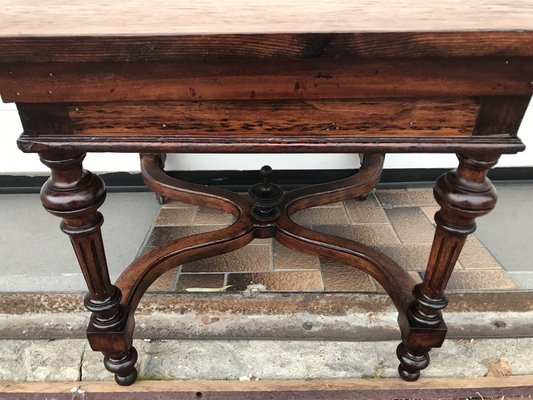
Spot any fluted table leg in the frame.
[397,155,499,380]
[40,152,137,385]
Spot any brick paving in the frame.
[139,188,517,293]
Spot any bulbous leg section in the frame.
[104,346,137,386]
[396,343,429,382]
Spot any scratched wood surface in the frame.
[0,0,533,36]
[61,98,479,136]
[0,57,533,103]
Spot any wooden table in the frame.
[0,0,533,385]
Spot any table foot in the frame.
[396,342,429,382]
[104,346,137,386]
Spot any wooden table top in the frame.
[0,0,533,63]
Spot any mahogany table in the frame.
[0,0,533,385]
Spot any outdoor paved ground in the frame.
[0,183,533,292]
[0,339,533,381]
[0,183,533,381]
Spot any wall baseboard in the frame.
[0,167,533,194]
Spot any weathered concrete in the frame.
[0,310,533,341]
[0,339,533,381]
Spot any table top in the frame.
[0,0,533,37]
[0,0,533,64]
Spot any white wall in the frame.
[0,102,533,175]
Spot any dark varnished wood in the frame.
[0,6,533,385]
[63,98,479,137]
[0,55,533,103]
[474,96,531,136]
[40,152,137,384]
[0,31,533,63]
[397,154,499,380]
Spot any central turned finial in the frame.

****************************************

Instructions for the task
Copy out, unchanged, the lines of the material above from the one holding "Spot any wooden table top in the frame." through the last line of the material, including both.

Final result
Spot any wooden table top in the frame.
[0,0,533,63]
Spot any mahogany table in the frame.
[0,0,533,385]
Spot any outdoor paved ground in the frame.
[0,183,533,292]
[0,339,533,381]
[0,183,533,381]
Spot any wall baseboard in the frame.
[0,167,533,194]
Spot any weathered concrete in the frame.
[0,310,533,341]
[0,339,533,381]
Spot any table top in the frame.
[0,0,533,37]
[0,0,533,64]
Spot any white wall in the frame.
[0,102,533,175]
Spot any dark varnished wood in the frame.
[0,6,533,385]
[63,98,479,137]
[0,55,533,103]
[474,96,531,136]
[40,152,137,384]
[0,31,533,63]
[397,154,499,380]
Spot any central turned finial in the frame.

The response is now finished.